(Stored dataset items)
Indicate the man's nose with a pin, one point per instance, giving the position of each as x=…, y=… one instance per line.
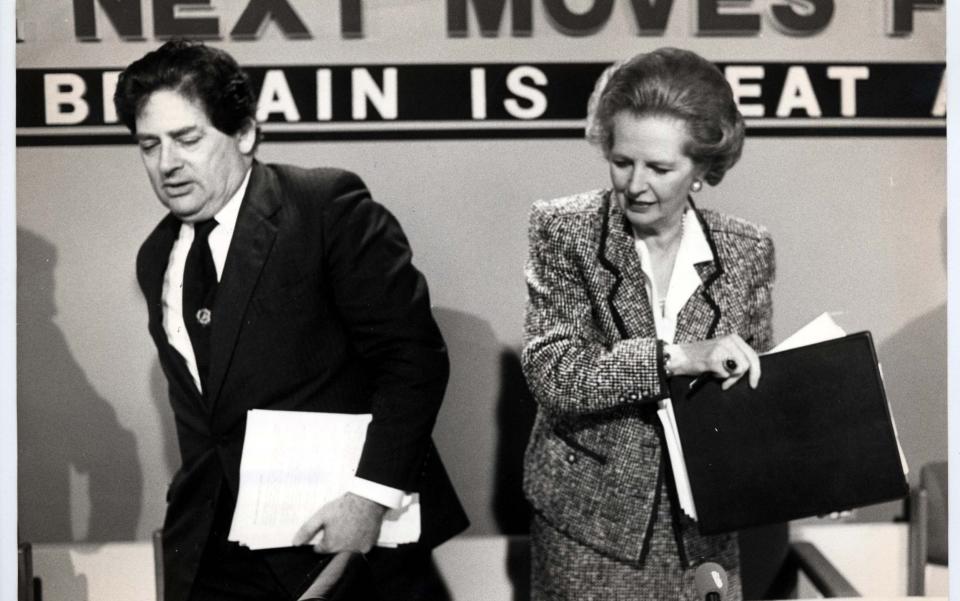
x=170, y=159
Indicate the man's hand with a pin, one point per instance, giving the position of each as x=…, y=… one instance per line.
x=349, y=523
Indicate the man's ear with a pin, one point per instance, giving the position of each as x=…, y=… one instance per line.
x=247, y=137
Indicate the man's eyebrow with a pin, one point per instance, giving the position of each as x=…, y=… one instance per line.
x=174, y=134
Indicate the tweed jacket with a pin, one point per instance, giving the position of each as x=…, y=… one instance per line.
x=319, y=309
x=596, y=463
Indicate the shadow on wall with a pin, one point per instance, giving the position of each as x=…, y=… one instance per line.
x=159, y=392
x=914, y=362
x=515, y=414
x=70, y=444
x=482, y=433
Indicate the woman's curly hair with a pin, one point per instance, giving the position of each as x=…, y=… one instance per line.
x=675, y=83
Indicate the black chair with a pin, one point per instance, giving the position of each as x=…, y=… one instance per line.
x=158, y=562
x=770, y=565
x=928, y=525
x=28, y=585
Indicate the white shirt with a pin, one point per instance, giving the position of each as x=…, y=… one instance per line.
x=176, y=329
x=684, y=281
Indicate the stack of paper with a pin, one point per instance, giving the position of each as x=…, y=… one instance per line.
x=293, y=463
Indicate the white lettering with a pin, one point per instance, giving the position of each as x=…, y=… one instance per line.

(GIVEN PROBLEM) Please present all of the data above as a numbered list, leaving out any blank lines and the pictures.

(OUTPUT FOR THIS TASK)
1. Indicate the man's nose with a pin, one point per instance, giving the position of each as x=…, y=… one instance per line.
2. x=170, y=159
3. Indicate the man's hand with a pin, one point per instance, giving the position of each as x=…, y=… one instance per line.
4. x=349, y=523
5. Indicate the man's ear with a pin, one point per instance, giving the position of each as x=…, y=… one instance per line.
6. x=247, y=137
7. Indicate the man's eyebrow with a pin, one point per instance, giving the position of each as x=…, y=… one instance per line.
8. x=174, y=134
9. Indicate the tweed jacket with a pin, one point per instance, giving the position of each as x=…, y=… one instance per line.
10. x=319, y=309
11. x=596, y=463
12. Indicate the shadow on wall with a pin, one point per instance, giving the position of each as x=…, y=… one instance per line.
13. x=159, y=392
14. x=914, y=362
15. x=515, y=414
16. x=70, y=444
17. x=482, y=433
18. Indicate the woman's curly hair with a pin, one point per instance, giving the position of each as x=…, y=… one instance per line.
19. x=675, y=83
20. Indicate the black chair with a pin, one point per instance, giving the position of each as x=…, y=… one instance per line.
21. x=158, y=562
22. x=770, y=565
23. x=928, y=525
24. x=28, y=585
25. Indicate the white shirt with a pin, one point per instance, giving the position of each as x=…, y=… one instance per line.
26. x=176, y=329
27. x=684, y=281
28. Indicate the stack of paper with a pin, one point per instance, giving the position of each as x=…, y=… one instance per line.
29. x=293, y=463
30. Indicate the white lettering with a pin, one point per instance, giving the position of each as x=…, y=… one instance per line.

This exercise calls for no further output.